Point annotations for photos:
- - - - - - -
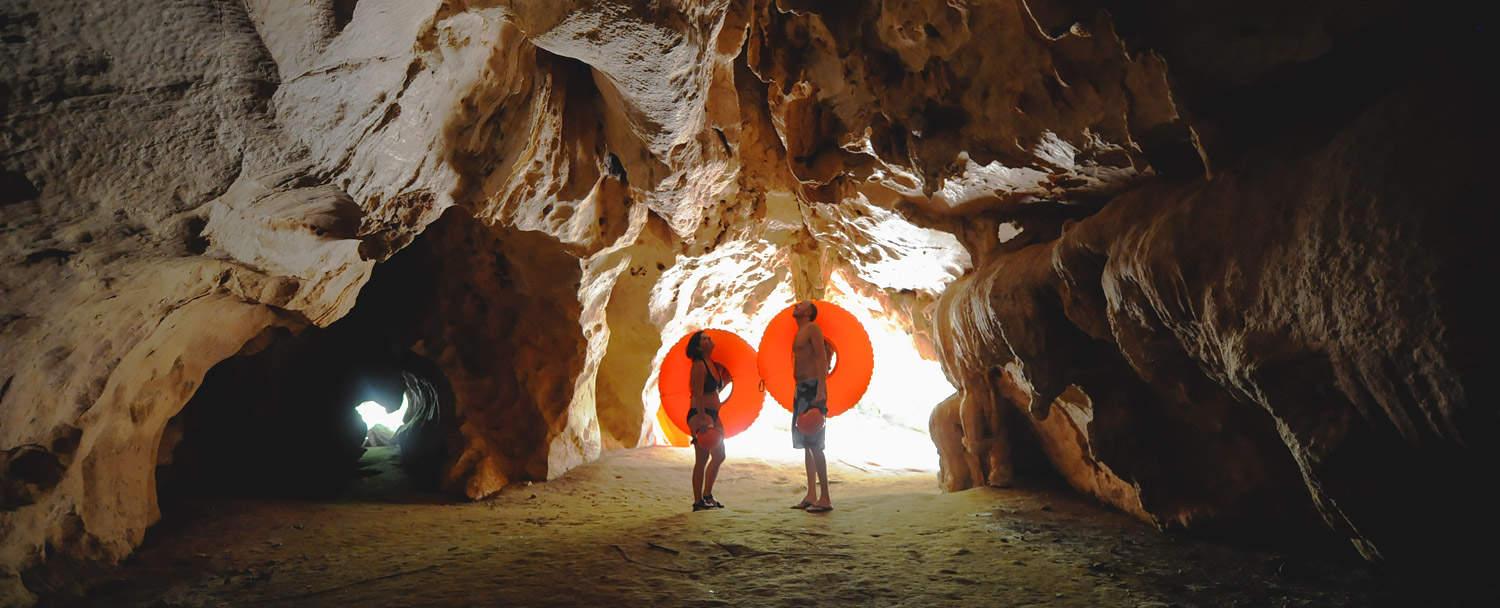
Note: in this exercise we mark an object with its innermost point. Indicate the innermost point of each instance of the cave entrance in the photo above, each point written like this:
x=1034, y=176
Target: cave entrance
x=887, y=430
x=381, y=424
- - - - - - -
EXERCISE BRIEF:
Rewrite the material with "cave entrance" replaced by "tunnel mouth" everywhere and nothing else changed. Omit the pictures from your answer.

THE OUTPUT:
Note: in this exercise we mark an object with its innermost point. Indicate the innermost point of each instance of the tunnel mouth in the photo above, each point written like this:
x=1034, y=176
Target: tunnel mouth
x=887, y=430
x=381, y=424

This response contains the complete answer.